Stated task:
Translate this sentence from the passage on collaborative project work into Spanish: "Any digital project is the work of many hands."

Any digital project is the work of many hands. How can this labor be visualized? What remains out of sight?
In nearly every meeting, as different specialists moved in and out of the project, or between different facets of it, someone uttered the name of an absent presence. Over time, it seemed like an ephemeral citation, a calling-back-to. Some names were colleagues, friends, or even Tanvi and Nick's pet kitten, Tibia; others were scholars or artists no one had ever met who left an impression on one of the team members, like when Margy finished Hanya Yanaghihara's A Little Life in the early hours of the morning before a meeting the following afternoon. Though we did not explicitly consider the prospect earlier on, the echo of those who were not present week by week drove us to reflect on ways we could acknowledge how this project grew and grew out of a multitude of voices, hands, disciplines, technologies, and communities. Even while we were unsure of how to record it, how to account for all of those who touched it and us (as well as how they did so), we knew some sort of memory of the expanse that a project like this takes-one so concerned with data, memory, and embodiment-had to be recorded somehow.

Source data:
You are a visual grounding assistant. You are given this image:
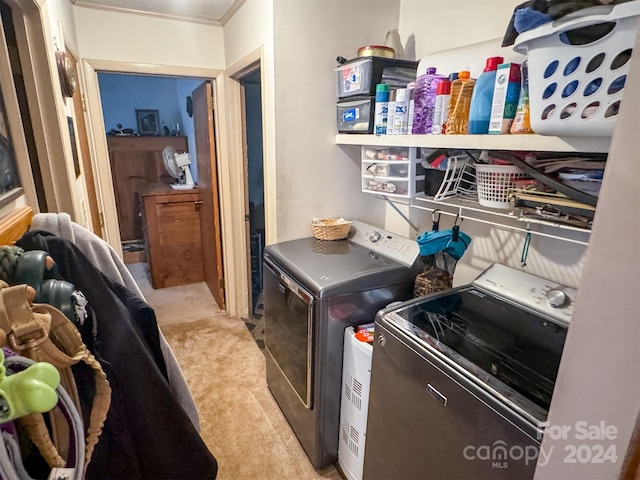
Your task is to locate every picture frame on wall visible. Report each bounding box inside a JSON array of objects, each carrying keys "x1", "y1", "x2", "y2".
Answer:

The reply:
Cualquier proyecto digital es obra de muchas manos.